Keeping your IBM i Power System Secure is key

Using default passwords for your IBM i system is obviously a bad security practice!

Default passwords can be a significant security risk because they are often well-known and can be easily guessed by unauthorized users.

On your IBM i system, profiles that have a default password typically have a password that’s the same as the user name, which is a high-risk factor for security. This was the same in earlier machines like the AS400 and iSeries.

In the latest version of IBM i (7.5), the default password value for a new user is set to *NONE, meaning that if no unique password is assigned to a new user, they will not be able to sign on to the system until a password is explicitly assigned. This change helps to reduce the creation of default passwords and enhances security.

It’s important to create strong, unique passwords for each user and to change passwords regularly. Additionally, you can use the various password commands provided by IBM i to manage and secure passwords effectively. For instance, the Change User Profile (CHGUSRPRF) command allows a security officer to assign a temporary password and set it to expire, requiring the user to create a new password at the next sign-on.

Always ensure that your system’s security settings are configured to enforce strong password policies and that all users are educated about the importance of password security.

How to Look for Default Passwords

OK, this one’s easy, and hopefully everyone thinks to do this anyway.

Making sure no profiles with a default password exist (that is, a profile where the password equals the profile) is quick and easy — we simply run the Analyze Default Password (ANZDFTPWD) command.

Anzdftpwd

If any profiles are listed on the report, take steps to get the password changed!

If you have dangerous profiles using default passwords your report will look something like this:

Secure my ibm i - default password 1

Then you can use the CHGUSRPRF command to change these naughty profiles passwords and maybe disable them?

Short exercise: Can you quote the passage on IBM i default passwords from "It’s important to" up to and including "Password (ANZDFTPWD) command.", word for word?

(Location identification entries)
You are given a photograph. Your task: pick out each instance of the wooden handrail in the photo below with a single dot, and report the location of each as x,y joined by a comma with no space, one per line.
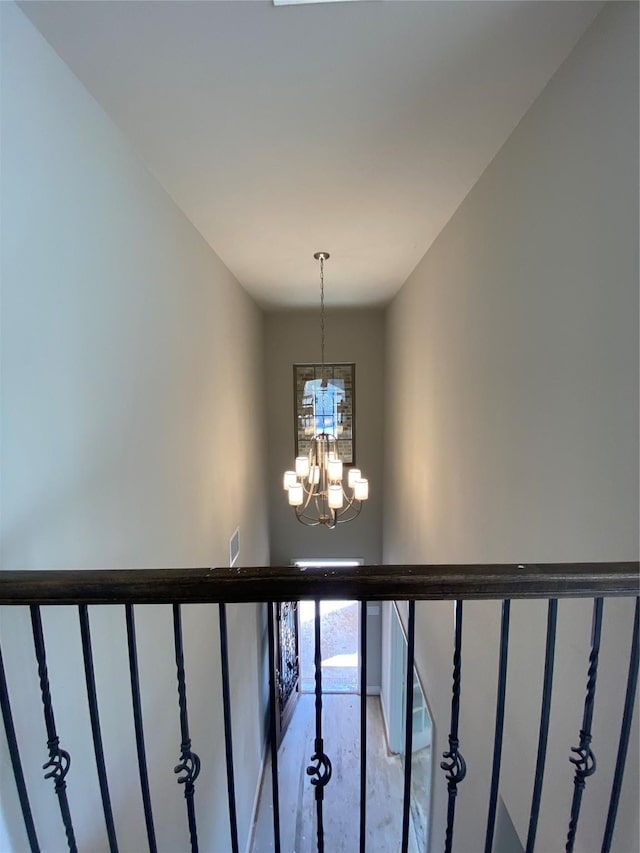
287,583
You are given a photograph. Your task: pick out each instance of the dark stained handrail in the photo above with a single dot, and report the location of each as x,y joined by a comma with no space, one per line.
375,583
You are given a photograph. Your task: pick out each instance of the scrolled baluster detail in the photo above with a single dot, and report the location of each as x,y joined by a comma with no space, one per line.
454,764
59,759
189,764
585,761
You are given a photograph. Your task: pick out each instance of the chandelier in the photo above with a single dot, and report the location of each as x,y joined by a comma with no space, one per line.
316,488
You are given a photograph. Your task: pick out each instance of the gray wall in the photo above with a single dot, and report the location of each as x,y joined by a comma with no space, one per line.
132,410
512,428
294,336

Full solution:
It’s important to create strong, unique passwords for each user and to change passwords regularly. Additionally, you can use the various password commands provided by IBM i to manage and secure passwords effectively. For instance, the Change User Profile (CHGUSRPRF) command allows a security officer to assign a temporary password and set it to expire, requiring the user to create a new password at the next sign-on.

Always ensure that your system’s security settings are configured to enforce strong password policies and that all users are educated about the importance of password security.

How to Look for Default Passwords

OK, this one’s easy, and hopefully everyone thinks to do this anyway.

Making sure no profiles with a default password exist (that is, a profile where the password equals the profile) is quick and easy — we simply run the Analyze Default Password (ANZDFTPWD) command.